Referring expression data
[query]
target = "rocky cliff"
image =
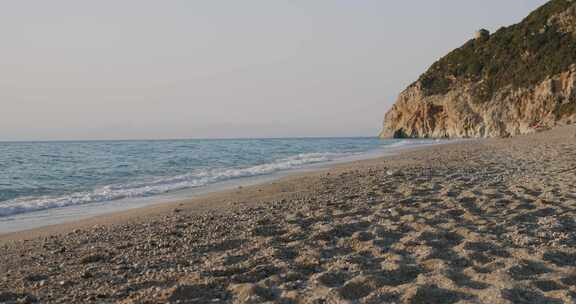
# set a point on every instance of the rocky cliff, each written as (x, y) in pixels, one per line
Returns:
(518, 80)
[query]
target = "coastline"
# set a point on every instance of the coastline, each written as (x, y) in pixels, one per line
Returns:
(108, 212)
(210, 198)
(488, 221)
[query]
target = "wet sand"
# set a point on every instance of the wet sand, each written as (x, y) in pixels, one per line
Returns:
(490, 221)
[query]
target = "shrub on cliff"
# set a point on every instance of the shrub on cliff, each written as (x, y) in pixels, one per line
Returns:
(521, 55)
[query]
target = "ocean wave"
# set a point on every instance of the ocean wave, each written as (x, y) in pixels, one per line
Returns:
(161, 185)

Task — Wherever the word "coastline" occurs in the data, copy that whole line.

Solution to this problem —
target = "coastline"
# set a point on every instance of the coastline, each written as (x, y) in pixels, one per line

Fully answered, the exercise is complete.